Task directions
Count the lines in the records below that contain the string "frog", with uppercase and lowercase letters treated as different. Reply with the number alone.

Material
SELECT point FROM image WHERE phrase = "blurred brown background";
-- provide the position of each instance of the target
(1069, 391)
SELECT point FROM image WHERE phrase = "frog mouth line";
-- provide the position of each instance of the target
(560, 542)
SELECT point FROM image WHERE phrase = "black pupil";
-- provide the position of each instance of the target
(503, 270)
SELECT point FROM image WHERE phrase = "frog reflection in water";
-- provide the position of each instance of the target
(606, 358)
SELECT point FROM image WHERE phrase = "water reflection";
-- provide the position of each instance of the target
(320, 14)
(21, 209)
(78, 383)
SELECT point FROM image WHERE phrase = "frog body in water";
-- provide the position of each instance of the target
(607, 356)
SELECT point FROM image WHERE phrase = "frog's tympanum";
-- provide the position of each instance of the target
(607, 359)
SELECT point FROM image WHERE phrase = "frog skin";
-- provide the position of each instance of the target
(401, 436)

==

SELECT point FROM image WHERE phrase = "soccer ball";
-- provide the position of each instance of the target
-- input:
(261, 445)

Exercise output
5